== Collection entries ==
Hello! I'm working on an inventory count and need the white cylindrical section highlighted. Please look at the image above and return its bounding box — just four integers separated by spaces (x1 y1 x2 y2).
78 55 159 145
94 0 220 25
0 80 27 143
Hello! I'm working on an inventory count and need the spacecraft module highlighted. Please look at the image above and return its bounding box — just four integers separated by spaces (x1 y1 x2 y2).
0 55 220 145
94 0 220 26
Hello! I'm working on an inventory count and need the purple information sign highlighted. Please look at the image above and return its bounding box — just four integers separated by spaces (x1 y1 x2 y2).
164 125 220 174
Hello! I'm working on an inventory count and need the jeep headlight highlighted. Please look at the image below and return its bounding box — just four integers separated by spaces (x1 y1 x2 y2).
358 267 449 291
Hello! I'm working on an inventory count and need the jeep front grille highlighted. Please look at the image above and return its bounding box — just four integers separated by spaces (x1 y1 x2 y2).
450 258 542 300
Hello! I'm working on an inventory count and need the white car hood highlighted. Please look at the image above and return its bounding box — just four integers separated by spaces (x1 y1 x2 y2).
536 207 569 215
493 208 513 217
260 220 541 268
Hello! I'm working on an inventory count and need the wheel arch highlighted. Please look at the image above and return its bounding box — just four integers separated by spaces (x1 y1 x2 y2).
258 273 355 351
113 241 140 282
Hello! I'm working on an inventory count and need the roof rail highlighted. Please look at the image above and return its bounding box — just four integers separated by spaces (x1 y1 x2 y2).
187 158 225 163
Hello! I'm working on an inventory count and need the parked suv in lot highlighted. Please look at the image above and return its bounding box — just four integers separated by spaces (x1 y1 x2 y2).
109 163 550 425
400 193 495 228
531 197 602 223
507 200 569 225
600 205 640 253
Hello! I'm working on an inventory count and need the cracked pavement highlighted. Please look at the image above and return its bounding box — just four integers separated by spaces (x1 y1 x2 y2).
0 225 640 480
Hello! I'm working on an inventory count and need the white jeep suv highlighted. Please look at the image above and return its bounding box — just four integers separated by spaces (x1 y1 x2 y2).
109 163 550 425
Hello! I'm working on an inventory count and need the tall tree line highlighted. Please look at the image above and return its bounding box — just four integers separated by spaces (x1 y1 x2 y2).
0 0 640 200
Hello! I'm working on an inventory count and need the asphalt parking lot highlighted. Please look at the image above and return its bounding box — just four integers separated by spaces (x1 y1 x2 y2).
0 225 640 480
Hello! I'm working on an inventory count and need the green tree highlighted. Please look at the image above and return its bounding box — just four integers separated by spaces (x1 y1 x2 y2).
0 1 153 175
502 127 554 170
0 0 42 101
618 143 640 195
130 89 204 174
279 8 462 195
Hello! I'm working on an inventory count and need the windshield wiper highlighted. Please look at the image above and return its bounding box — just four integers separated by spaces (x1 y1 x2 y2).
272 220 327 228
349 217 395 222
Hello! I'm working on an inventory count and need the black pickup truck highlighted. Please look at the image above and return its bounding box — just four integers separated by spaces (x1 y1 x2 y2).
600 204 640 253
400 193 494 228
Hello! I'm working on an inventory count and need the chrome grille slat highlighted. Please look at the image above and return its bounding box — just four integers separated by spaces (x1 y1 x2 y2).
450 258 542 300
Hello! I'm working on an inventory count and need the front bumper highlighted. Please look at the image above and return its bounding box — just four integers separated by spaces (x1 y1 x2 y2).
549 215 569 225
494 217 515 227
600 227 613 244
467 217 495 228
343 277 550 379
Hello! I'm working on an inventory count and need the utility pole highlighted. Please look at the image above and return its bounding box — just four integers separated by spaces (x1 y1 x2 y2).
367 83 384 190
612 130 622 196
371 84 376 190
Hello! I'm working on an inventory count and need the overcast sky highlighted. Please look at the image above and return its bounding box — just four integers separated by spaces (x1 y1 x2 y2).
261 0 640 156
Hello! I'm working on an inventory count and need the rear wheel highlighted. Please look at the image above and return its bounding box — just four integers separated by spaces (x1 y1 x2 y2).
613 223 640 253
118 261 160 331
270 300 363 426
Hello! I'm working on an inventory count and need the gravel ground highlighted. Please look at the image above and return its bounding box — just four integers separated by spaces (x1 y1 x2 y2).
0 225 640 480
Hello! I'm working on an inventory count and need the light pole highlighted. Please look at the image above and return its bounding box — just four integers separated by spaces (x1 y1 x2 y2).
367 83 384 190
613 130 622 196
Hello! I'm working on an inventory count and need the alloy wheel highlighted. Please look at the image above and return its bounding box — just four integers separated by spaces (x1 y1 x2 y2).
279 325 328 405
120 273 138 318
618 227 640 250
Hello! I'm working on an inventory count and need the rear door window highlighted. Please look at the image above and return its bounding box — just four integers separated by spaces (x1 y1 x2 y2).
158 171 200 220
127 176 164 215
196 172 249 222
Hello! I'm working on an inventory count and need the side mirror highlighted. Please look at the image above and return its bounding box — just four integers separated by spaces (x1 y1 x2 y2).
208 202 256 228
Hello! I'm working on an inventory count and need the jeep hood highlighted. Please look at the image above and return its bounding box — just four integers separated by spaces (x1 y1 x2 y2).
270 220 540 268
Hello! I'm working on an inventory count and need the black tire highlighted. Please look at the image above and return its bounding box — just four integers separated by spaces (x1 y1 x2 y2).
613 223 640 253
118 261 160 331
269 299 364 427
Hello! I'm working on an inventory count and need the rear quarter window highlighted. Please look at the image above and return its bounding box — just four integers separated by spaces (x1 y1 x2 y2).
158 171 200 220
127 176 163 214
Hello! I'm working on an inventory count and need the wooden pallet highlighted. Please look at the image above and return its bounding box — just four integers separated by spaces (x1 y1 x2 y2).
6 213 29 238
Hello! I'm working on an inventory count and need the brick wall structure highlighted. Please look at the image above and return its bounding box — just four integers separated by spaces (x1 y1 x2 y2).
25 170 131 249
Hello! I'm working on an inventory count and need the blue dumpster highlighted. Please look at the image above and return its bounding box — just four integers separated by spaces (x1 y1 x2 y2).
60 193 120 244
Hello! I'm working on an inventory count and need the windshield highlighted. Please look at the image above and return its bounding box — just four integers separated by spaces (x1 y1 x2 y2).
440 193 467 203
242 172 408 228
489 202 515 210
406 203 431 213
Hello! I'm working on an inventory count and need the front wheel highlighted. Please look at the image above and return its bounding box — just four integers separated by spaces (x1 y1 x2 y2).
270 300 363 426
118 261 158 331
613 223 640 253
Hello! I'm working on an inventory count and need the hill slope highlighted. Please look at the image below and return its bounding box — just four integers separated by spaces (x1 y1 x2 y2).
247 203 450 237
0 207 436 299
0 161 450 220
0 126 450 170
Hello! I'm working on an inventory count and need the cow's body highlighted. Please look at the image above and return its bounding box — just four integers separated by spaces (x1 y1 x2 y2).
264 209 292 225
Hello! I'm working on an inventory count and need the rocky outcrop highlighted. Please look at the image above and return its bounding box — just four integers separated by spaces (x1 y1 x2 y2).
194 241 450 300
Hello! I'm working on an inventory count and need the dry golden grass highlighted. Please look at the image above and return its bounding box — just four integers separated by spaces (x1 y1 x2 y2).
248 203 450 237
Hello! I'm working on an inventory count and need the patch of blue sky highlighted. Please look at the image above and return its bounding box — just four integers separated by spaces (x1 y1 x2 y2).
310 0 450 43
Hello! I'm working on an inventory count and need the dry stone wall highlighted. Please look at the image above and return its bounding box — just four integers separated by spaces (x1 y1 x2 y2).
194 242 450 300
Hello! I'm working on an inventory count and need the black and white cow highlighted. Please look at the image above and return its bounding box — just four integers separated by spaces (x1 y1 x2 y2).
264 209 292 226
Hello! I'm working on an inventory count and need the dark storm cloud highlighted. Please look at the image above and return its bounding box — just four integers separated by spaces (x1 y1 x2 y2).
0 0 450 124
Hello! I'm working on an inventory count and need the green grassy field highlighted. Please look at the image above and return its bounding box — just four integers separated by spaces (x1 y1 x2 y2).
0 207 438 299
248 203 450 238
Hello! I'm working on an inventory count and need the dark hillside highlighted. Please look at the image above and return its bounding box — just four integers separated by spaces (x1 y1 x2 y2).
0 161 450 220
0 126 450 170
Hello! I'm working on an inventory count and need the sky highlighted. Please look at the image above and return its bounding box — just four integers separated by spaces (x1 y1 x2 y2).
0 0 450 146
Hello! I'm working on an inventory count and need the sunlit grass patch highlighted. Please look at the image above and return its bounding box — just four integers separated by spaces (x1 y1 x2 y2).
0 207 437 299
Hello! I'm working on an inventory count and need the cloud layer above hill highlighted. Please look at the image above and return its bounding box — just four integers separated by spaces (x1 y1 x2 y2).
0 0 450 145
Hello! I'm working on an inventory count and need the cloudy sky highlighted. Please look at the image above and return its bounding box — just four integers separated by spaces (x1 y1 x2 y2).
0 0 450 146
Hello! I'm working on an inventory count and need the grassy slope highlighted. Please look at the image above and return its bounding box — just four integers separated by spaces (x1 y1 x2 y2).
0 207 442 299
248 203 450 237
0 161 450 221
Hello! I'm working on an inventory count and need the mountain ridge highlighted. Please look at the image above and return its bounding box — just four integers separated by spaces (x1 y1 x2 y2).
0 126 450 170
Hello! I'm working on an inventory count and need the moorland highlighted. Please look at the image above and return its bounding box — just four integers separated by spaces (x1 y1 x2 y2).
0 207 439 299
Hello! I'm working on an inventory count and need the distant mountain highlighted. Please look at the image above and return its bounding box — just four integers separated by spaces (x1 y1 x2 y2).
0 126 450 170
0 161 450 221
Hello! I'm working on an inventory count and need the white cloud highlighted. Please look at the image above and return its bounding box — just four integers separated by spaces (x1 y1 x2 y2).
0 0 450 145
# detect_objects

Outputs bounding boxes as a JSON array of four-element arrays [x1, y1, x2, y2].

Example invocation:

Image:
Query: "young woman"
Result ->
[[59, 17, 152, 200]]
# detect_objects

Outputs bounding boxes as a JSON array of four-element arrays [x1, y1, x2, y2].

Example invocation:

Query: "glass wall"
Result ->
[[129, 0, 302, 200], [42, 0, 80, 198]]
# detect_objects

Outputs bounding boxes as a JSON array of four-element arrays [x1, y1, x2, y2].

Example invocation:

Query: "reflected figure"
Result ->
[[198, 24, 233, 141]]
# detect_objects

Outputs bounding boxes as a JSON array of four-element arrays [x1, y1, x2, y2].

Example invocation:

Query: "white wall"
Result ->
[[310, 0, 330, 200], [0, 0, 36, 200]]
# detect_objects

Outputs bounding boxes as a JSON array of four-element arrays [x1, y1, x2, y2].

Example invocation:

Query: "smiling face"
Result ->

== INSTRUCTION ==
Reproduce the lines above verbatim, starting with the line that contains "the jeep headlight" and continuing through the line that contains "260 220 541 268", including both.

== THE COMPLETED TASK ==
Hello! I'm working on an inventory count and need the jeep headlight highlighted. Please look at the image below and return its bounding box — just four integers separated by spaces (x1 y1 x2 y2).
358 267 449 291
Hello! I'm working on an inventory count and need the jeep front grille highlighted. Please look at the image above and return its bounding box — just four integers separated by spaces (x1 y1 x2 y2).
450 258 542 300
Hello! I'm working on an inventory count and need the white car hood highlighted. Please look at the image above and return its bounding box — just four integers separated by spaces (x1 y1 x2 y2).
536 207 569 215
493 208 513 217
260 220 541 268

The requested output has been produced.